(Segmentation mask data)
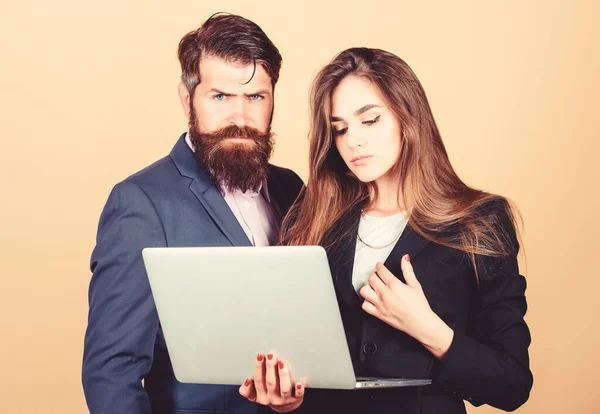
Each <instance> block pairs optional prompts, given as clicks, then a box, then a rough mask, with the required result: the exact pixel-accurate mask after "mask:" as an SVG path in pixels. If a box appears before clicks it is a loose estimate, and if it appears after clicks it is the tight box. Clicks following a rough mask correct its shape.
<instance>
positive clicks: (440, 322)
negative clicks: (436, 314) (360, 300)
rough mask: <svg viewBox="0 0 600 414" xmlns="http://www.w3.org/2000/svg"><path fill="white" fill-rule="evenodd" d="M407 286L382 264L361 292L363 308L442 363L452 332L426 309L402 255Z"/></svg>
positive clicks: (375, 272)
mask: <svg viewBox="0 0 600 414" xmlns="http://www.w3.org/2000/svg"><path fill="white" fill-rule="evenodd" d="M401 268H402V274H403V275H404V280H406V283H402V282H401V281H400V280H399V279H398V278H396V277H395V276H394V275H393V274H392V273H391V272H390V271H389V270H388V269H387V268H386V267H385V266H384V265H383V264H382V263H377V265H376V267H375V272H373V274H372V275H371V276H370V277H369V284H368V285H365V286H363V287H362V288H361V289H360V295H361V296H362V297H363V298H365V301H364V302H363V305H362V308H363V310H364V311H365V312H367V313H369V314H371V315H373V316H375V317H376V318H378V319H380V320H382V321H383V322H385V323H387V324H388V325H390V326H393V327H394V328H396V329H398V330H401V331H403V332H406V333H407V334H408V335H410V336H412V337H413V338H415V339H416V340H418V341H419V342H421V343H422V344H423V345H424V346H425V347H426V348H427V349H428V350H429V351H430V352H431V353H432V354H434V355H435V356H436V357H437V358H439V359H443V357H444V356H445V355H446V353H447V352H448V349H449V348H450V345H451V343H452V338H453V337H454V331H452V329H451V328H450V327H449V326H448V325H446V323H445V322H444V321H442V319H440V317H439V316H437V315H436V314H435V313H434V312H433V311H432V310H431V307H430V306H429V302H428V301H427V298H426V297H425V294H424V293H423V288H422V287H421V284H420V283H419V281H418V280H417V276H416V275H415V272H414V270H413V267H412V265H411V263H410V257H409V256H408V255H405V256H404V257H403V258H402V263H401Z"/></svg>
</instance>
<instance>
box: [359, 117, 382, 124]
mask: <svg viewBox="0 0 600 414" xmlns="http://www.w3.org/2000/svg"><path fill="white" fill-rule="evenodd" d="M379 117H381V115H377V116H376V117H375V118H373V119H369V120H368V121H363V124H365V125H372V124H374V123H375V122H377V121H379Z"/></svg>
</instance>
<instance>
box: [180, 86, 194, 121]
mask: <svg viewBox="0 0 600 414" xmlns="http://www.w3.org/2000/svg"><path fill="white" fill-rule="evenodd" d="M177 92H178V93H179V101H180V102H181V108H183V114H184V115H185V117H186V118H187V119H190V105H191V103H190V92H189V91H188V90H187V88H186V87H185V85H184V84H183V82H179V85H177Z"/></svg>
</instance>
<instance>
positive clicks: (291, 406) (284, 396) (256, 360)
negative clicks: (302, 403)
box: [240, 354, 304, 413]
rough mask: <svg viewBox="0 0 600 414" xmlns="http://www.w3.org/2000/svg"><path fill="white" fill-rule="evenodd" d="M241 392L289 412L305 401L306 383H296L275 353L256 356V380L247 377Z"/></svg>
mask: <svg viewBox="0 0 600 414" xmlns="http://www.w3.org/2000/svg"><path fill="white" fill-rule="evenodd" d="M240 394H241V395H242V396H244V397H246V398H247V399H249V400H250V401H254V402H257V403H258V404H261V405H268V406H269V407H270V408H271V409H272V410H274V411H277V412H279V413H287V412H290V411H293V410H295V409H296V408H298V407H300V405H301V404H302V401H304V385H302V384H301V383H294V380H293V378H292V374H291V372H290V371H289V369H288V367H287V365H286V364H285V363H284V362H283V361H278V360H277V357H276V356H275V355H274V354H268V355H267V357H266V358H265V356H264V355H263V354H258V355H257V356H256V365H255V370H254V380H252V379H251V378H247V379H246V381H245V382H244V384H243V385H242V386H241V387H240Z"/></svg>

--

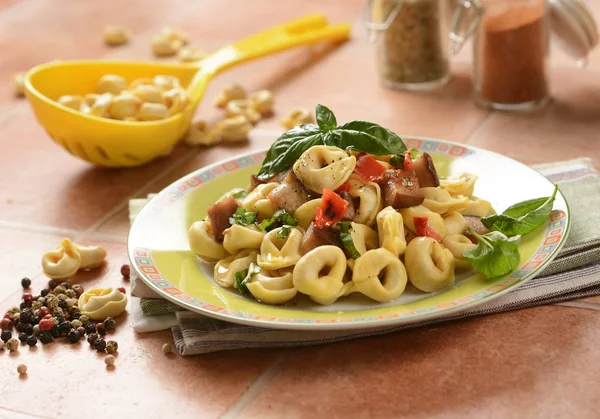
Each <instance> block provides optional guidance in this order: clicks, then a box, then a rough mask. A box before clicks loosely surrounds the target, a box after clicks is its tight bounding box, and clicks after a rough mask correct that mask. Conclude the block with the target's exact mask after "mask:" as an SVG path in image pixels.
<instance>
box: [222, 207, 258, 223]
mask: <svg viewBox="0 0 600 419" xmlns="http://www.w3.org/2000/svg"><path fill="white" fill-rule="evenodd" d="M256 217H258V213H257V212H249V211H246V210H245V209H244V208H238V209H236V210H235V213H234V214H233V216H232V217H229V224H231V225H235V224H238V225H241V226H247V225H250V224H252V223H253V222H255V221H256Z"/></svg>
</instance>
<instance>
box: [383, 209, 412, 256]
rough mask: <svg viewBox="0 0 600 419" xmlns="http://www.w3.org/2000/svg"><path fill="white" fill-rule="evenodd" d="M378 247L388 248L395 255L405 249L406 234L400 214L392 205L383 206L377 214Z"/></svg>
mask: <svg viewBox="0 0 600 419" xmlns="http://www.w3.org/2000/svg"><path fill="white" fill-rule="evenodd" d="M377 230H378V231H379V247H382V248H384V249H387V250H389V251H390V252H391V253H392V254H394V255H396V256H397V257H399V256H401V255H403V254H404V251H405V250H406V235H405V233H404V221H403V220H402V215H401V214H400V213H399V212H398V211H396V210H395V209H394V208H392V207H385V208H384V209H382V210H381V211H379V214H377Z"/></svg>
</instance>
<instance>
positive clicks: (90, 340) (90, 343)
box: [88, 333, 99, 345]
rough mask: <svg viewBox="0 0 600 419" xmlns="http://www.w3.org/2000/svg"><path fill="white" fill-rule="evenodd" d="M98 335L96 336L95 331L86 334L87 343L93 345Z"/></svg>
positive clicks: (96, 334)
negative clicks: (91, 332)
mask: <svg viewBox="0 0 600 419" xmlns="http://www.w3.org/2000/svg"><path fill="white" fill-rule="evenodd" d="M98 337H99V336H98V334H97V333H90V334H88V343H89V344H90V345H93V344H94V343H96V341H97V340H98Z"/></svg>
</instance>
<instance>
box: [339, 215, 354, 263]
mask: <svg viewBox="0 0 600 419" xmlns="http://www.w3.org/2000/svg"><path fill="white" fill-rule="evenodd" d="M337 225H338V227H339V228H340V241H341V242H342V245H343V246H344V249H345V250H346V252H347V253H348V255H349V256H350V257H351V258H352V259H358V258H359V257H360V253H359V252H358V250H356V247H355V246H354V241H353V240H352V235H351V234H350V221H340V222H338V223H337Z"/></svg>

**ACTIVITY**
Filter the entries down to the lines with the word "before" in them.

**ANSWER**
Each <instance> block pairs optional prompts, given as clicks, then a box, then a rough mask, with the required result: the exact pixel-accurate mask after "mask:" as an SVG path in pixels. If a box appears before clicks it is a loose estimate, and if it appears after clicks it is the tight box. Clicks following a rough mask correct its shape.
Each <instance> block provides optional guidance in this order: clicks, then a box, then a rough mask. A box before clicks loosely surrounds the target, a box after clicks is its tight bounding box, and clicks after a rough mask correct that mask. Conclude the block with the target's exact mask after "mask:" as an SVG path in image pixels.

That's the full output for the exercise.